▶ _Exercise brief_: Convert the rows below into a JSON list of strings, with one string per line and no entries for blank lines. Leave the pictures out of the answer.

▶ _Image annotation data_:
** start **

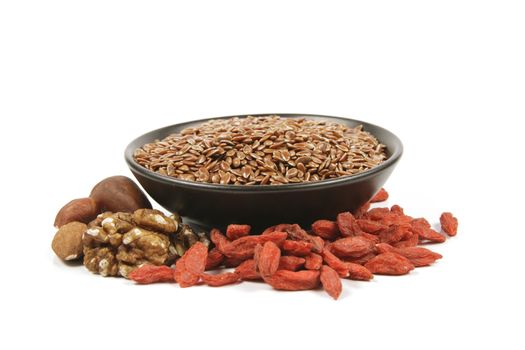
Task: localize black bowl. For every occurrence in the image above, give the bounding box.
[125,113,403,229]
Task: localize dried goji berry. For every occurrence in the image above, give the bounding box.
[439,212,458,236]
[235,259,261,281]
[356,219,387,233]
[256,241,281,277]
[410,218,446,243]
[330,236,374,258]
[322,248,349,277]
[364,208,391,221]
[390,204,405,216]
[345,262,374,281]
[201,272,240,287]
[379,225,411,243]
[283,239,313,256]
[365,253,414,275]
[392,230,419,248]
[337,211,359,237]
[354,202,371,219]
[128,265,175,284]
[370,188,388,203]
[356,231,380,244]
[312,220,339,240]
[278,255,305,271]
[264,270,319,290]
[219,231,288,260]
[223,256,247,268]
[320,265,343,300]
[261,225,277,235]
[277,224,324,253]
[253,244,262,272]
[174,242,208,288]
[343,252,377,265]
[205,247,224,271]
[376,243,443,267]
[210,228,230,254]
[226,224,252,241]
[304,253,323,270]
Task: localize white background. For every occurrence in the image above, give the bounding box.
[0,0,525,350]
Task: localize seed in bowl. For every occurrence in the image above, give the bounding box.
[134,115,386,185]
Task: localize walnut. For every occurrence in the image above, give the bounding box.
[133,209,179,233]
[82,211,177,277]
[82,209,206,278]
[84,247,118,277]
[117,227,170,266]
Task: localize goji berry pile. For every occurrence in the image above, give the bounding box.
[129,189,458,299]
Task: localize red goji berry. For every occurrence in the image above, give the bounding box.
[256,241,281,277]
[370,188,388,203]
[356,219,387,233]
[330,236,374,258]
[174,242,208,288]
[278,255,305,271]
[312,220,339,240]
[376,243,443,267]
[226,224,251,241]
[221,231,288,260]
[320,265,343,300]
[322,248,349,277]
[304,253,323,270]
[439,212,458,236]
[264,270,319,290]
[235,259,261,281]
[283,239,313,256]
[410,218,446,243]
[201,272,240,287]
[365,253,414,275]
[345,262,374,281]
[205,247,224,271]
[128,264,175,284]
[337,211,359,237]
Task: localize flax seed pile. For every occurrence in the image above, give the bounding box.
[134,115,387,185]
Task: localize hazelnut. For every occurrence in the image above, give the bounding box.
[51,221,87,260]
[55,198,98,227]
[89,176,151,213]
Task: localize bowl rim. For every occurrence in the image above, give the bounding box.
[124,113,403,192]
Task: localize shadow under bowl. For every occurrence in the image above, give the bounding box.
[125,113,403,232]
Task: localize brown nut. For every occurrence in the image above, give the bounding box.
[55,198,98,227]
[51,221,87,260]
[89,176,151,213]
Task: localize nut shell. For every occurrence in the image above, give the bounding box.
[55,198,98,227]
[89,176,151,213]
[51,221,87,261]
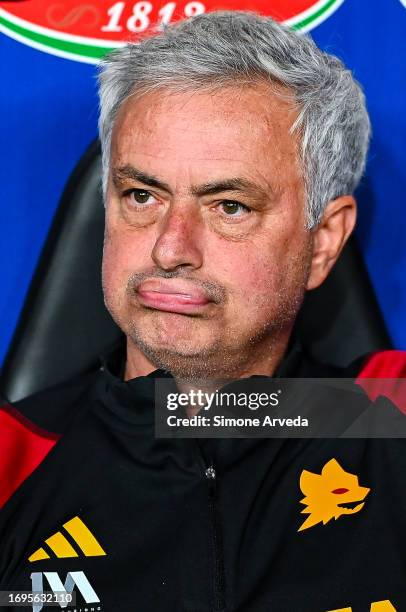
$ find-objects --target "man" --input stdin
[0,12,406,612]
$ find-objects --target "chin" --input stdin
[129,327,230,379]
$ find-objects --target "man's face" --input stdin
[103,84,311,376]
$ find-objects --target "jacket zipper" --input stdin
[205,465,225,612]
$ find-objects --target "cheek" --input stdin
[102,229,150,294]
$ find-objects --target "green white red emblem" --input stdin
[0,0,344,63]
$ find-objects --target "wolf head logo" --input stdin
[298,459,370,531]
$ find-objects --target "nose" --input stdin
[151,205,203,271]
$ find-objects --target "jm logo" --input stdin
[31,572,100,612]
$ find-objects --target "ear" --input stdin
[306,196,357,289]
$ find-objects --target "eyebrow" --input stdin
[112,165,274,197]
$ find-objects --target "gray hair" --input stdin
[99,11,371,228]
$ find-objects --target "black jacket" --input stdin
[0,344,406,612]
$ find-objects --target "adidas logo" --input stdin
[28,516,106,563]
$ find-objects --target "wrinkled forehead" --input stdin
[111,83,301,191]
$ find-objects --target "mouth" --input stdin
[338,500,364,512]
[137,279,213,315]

** end **

▶ _Reply to the exercise_:
[
  "Task: localize black bowl. For every occurrence in the image above, give the bounding box.",
  "[125,113,403,229]",
  "Task: localize dried goji berry. For every occurrence in the image above, give the bounding box.",
  "[439,212,458,236]",
  "[235,259,261,281]",
  "[356,219,387,233]",
  "[256,241,281,277]",
  "[410,218,446,243]",
  "[330,236,374,258]",
  "[322,248,349,277]",
  "[364,208,391,221]",
  "[390,204,405,216]",
  "[345,262,374,281]",
  "[201,272,240,287]",
  "[379,225,411,243]",
  "[283,239,313,256]",
  "[365,253,414,275]",
  "[392,230,419,248]",
  "[337,211,359,237]",
  "[354,202,371,219]",
  "[128,265,175,284]",
  "[370,188,388,203]",
  "[356,231,380,244]",
  "[312,220,339,240]",
  "[278,255,305,271]",
  "[264,270,319,290]",
  "[219,231,288,260]",
  "[223,256,247,268]",
  "[320,265,343,300]",
  "[261,225,277,235]",
  "[277,224,324,253]",
  "[253,244,262,272]",
  "[174,242,208,288]",
  "[343,252,377,265]",
  "[205,247,224,271]",
  "[376,243,443,267]",
  "[210,228,230,254]",
  "[226,224,252,241]",
  "[304,253,323,270]",
  "Task: localize white background. For every occurrence in the image above, give the bounding box.",
  "[0,0,525,350]",
  "Task: localize seed in bowl. For every occurrence in the image above, give the bounding box.",
  "[134,115,386,185]",
  "Task: localize walnut. For every occurrence in the image above, give the bounding box.",
  "[133,209,179,233]",
  "[82,211,177,277]",
  "[82,209,206,278]",
  "[84,247,118,277]",
  "[117,227,170,266]",
  "Task: localize goji berry pile. For every occurrence in the image above, give the bounding box.",
  "[129,189,458,299]",
  "Task: localize red goji berry. For every occurrence in the image above, give the bounding box.",
  "[256,241,281,277]",
  "[370,188,388,203]",
  "[356,219,387,233]",
  "[330,236,374,258]",
  "[174,242,208,288]",
  "[278,255,305,271]",
  "[312,220,339,240]",
  "[376,243,443,267]",
  "[226,224,251,241]",
  "[221,231,288,260]",
  "[320,265,343,300]",
  "[322,248,349,277]",
  "[304,253,323,270]",
  "[439,212,458,236]",
  "[264,270,319,290]",
  "[235,259,261,281]",
  "[283,239,313,256]",
  "[410,218,446,243]",
  "[201,272,240,287]",
  "[365,253,414,275]",
  "[345,262,374,281]",
  "[205,247,224,271]",
  "[128,264,175,284]",
  "[337,211,359,237]",
  "Task: localize flax seed pile. For every occurrence in the image above, give the bounding box.",
  "[134,115,387,185]",
  "Task: localize hazelnut. For every occurrence in the image above, give the bounding box.",
  "[51,221,87,260]",
  "[55,198,98,227]",
  "[89,176,151,213]",
  "Task: localize bowl rim. For every occurrence in the image above, give the bounding box.",
  "[124,113,403,192]",
  "Task: localize shadow under bowl. For every occurrence in the image above, give the bounding box.",
  "[125,113,403,232]",
  "Task: localize brown nut. For every occurrence in the image above, give the bounding box.",
  "[55,198,98,227]",
  "[51,221,87,260]",
  "[89,176,151,213]",
  "Task: localize nut shell. For every occurrence in the image above, give the bounding box.",
  "[55,198,98,227]",
  "[89,176,151,213]",
  "[51,221,87,261]",
  "$ find-objects --target \"man\" --input stdin",
  "[0,12,406,612]",
  "$ find-objects --target \"chin\" --input stdin",
  "[129,327,230,379]",
  "$ find-objects --target \"man's face\" --input stdin",
  "[103,84,311,376]",
  "$ find-objects --target \"jacket zipper\" --input stdin",
  "[205,465,225,612]",
  "$ find-objects --target \"cheek\" --input stdin",
  "[102,229,150,294]",
  "$ find-objects --target \"green white red emblem\" --input stdin",
  "[0,0,344,63]",
  "$ find-objects --target \"wolf head logo\" --input stdin",
  "[298,459,370,531]",
  "$ find-objects --target \"nose\" --input stdin",
  "[151,205,203,271]",
  "$ find-objects --target \"jm logo\" --input stdin",
  "[31,572,100,612]",
  "$ find-objects --target \"ear\" --input stdin",
  "[306,196,357,289]",
  "$ find-objects --target \"eyebrow\" --input stdin",
  "[112,165,274,197]",
  "$ find-objects --target \"gray hair\" --input stdin",
  "[99,11,371,228]",
  "$ find-objects --target \"black jacket\" --input stdin",
  "[0,344,406,612]",
  "$ find-objects --target \"adidas logo\" --input stdin",
  "[28,516,106,563]",
  "$ find-objects --target \"wrinkled forehead\" --input stdin",
  "[111,83,301,191]",
  "$ find-objects --target \"mouth\" --input stdin",
  "[338,500,364,512]",
  "[137,279,213,315]"
]